### Extrait du document:
C’est ainsi que, pour remplir ces fameux carnets de commandes, la propension marginale à consommer joue un rôle important. En effet, le calcul de celle-ci nous indique qu’un dollar distribué en soutien aux classes les plus pauvres aura davantage de chance d’être dépensé, augmentant la demande effective et, ultimement, permettant une meilleure relance économique. Si l’on donne plutôt ce dollar aux classes les plus riches, alors cet investissement risque de finir en bonne partie dans leur compte épargne.

Voilà entre autres pourquoi la droite n’aime pas Keynes. La droite traditionnelle plaide habituellement en faveur de plans de relance économique axés sur une diminution des impôts des gens à haut revenu. C’est le fameux argument du ruissellement vers le bas[6] qui stipule que de donner plus d’argent aux riches est la solution optimale pour stimuler l’économie. Pourtant, si l’on suit la théorie de Keynes, c’est plutôt aux classes moyenne et inférieure que l’on devrait accorder des réductions d’impôts lorsque l’économie stagne, car c’est eux qui stimulent le plus efficacement la demande effective, considérant leur propension marginale à consommer.

3) L’intervention de l’État et les mesures keynésiennes

En se basant sur les écrits de Keynes, de nombreux penseurs et économistes ont développé les mesures keynésiennes.[7] Elles furent l’un des legs de Keynes les plus acclamés, mais aussi le plus critiqué. Les économistes de la droite traditionnelle prennent habituellement position en faveur d’une réduction des interventions de l’État dans l’économie. Au contraire, les mesures keynésiennes prévoient qu’en situation de crise, l’État devrait intervenir davantage en investissant massivement dans l’économie. Ces investissements prennent habituellement la forme de grands projets d’infrastructures (ponts, routes, écoles, hôpitaux) qui créent des emplois directs et augmentent les revenus de la classe ouvrière, en plus de mettre en place des structures bénéfiques aux activités économiques futures. Ce type de plan de relance a dernièrement fait la manchette, étant notablement utilisé dans le premier budget de Justin Trudeau[8].

Ce modèle de plan de relance a connu un succès généralement reconnu jusqu’aux années 70, où l’on a blâmé les mesures keynésiennes d’avoir nui à l’économie en créant une hausse importante de l’inflation, sans croissance économique, (stagflation)[9]. Ces critiques, bien qu’elles soient elles-mêmes remises en question par plusieurs postkeynésiens[10], sont venues assombrir quelque peu cet élément iconique de la pensée keynésienne. Cependant, le débat sur l’efficacité des mesures keynésiennes est encore ouvert et plusieurs économistes influents, comme Joseph Stiglitz et Paul Krugman, soutiennent actuellement que des mesures similaires peuvent être efficaces, surtout dans le contexte économique actuel.

### Enregistrements fournis:
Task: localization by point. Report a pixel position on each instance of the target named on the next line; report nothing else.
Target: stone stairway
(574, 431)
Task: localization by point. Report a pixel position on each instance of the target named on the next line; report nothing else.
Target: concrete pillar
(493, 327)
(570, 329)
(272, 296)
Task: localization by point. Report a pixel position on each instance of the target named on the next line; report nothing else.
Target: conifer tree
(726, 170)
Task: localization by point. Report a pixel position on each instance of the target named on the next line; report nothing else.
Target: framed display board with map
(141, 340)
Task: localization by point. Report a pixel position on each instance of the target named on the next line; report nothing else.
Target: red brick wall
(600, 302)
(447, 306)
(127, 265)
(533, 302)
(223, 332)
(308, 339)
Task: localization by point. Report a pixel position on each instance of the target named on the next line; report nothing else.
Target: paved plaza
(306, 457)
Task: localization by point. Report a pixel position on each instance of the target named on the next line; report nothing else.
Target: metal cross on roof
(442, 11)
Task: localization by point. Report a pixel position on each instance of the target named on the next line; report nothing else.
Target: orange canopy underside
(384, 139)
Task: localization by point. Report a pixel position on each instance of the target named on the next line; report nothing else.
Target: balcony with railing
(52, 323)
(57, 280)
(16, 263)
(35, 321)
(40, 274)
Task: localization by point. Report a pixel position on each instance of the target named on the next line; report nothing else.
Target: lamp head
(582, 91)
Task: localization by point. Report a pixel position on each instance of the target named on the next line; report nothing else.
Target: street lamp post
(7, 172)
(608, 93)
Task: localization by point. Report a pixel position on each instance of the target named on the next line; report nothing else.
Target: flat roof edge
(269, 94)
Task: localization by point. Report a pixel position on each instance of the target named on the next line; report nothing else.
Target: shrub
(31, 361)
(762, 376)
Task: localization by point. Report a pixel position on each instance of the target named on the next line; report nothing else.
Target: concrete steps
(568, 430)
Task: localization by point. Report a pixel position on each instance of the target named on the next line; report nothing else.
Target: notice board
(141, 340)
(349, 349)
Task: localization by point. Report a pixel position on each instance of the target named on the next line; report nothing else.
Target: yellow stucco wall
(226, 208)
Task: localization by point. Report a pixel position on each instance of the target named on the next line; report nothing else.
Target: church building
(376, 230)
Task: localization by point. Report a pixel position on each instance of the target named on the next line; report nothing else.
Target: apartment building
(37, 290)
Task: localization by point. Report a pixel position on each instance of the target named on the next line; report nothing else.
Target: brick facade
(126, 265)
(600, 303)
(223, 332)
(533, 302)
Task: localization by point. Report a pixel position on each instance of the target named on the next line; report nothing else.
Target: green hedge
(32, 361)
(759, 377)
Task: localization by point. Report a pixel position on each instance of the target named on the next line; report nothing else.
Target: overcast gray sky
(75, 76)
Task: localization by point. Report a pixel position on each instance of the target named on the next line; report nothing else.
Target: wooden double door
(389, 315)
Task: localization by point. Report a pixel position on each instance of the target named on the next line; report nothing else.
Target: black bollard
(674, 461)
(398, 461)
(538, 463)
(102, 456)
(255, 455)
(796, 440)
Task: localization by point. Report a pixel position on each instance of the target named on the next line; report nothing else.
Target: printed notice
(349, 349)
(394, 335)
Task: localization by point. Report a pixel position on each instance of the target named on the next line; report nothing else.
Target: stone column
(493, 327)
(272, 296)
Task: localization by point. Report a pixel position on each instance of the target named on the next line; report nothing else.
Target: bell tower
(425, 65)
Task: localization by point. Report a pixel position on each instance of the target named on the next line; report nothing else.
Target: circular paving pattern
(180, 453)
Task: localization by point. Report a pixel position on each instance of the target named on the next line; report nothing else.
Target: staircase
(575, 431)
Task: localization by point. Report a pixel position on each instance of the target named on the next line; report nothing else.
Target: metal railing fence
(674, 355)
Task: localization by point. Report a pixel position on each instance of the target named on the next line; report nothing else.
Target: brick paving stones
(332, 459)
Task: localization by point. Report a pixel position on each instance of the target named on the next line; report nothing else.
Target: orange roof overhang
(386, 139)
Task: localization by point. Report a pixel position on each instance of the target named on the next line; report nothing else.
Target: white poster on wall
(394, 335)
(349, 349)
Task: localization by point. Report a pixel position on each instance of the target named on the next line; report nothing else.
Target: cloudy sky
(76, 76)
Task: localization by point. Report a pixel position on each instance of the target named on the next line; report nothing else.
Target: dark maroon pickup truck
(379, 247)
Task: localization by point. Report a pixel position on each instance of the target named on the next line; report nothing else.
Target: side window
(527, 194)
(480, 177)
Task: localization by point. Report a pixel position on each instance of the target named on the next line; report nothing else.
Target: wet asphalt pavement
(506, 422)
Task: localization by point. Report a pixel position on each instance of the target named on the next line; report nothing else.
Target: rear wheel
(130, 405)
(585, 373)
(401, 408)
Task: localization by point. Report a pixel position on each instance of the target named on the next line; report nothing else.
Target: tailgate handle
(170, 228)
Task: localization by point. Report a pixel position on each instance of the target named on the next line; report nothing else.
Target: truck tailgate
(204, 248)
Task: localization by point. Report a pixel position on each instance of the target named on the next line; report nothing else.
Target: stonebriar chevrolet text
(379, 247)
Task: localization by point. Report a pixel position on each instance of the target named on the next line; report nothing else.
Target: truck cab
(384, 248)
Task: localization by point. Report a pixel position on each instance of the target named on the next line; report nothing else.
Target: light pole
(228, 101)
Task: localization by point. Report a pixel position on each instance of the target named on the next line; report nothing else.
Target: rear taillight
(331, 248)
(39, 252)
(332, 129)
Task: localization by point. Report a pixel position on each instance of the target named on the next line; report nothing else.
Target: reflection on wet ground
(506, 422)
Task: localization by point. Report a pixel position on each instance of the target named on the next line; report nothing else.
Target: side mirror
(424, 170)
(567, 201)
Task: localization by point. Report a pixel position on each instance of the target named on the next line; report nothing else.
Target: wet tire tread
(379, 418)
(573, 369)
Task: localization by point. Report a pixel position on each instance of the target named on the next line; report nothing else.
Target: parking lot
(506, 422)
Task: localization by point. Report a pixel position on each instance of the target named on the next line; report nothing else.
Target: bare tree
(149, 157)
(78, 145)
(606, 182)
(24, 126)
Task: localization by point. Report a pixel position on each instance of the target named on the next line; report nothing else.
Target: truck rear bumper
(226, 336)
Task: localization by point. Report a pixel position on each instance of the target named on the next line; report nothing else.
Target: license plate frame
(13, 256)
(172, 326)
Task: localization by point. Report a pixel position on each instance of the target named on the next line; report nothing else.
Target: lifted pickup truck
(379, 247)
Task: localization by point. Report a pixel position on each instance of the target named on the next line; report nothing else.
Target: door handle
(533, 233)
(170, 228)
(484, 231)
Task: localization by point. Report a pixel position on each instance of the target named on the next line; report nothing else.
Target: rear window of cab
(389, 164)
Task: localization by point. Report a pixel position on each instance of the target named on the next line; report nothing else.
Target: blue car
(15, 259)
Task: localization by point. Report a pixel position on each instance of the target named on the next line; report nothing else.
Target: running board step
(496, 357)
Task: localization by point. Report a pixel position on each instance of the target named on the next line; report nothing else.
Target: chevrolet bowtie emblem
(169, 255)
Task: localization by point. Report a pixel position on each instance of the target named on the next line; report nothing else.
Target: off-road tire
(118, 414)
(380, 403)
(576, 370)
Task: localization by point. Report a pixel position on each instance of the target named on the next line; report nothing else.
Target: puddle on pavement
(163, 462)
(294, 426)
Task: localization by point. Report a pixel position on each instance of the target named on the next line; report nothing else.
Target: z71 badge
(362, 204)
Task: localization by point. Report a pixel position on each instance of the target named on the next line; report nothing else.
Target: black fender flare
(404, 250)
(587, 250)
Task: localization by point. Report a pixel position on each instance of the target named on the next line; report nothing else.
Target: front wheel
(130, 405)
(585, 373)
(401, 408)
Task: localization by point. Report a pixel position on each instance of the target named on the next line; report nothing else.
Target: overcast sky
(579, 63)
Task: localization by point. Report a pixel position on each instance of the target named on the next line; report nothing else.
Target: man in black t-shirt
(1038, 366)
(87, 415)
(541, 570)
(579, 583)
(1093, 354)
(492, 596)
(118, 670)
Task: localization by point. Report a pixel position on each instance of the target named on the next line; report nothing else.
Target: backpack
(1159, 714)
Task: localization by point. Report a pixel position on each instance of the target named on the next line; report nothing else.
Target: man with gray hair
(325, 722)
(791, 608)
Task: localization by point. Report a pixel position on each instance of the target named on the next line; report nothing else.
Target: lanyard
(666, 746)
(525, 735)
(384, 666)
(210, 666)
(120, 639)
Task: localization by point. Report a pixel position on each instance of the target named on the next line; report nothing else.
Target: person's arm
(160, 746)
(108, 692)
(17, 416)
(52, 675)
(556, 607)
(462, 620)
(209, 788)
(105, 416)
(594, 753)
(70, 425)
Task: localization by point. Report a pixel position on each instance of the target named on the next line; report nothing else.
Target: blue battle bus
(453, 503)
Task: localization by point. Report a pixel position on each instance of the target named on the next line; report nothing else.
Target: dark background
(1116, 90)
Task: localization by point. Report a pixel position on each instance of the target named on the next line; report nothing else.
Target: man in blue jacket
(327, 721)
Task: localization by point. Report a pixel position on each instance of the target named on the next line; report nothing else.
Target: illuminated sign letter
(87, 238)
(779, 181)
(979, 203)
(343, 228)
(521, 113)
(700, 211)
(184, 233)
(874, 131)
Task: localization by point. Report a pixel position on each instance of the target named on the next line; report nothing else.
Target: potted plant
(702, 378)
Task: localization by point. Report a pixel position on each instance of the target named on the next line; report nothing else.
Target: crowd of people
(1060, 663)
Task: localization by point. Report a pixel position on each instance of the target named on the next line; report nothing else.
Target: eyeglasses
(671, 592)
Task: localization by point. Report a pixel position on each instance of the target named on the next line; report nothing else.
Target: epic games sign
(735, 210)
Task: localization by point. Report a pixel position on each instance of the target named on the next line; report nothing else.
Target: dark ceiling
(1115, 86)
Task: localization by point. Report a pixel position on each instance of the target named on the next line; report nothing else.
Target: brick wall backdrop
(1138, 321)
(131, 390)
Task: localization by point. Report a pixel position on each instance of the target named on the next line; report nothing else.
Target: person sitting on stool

### Consigne A:
Modifiez l’extrait sur la pensée de Keynes, de "Voilà entre autres" à "marginale à consommer.", en y remplaçant "demande effective" par "demande globale".
### Consigne B:
Relevez toutes les lignes des enregistrements qui contiennent la chaîne "wheel", en tenant compte de la casse.

### Réponse rédigée A:
Voilà entre autres pourquoi la droite n’aime pas Keynes. La droite traditionnelle plaide habituellement en faveur de plans de relance économique axés sur une diminution des impôts des gens à haut revenu. C’est le fameux argument du ruissellement vers le bas[6] qui stipule que de donner plus d’argent aux riches est la solution optimale pour stimuler l’économie. Pourtant, si l’on suit la théorie de Keynes, c’est plutôt aux classes moyenne et inférieure que l’on devrait accorder des réductions d’impôts lorsque l’économie stagne, car c’est eux qui stimulent le plus efficacement la demande globale, considérant leur propension marginale à consommer.

### Réponse rédigée B:
Target: rear wheel
Target: front wheel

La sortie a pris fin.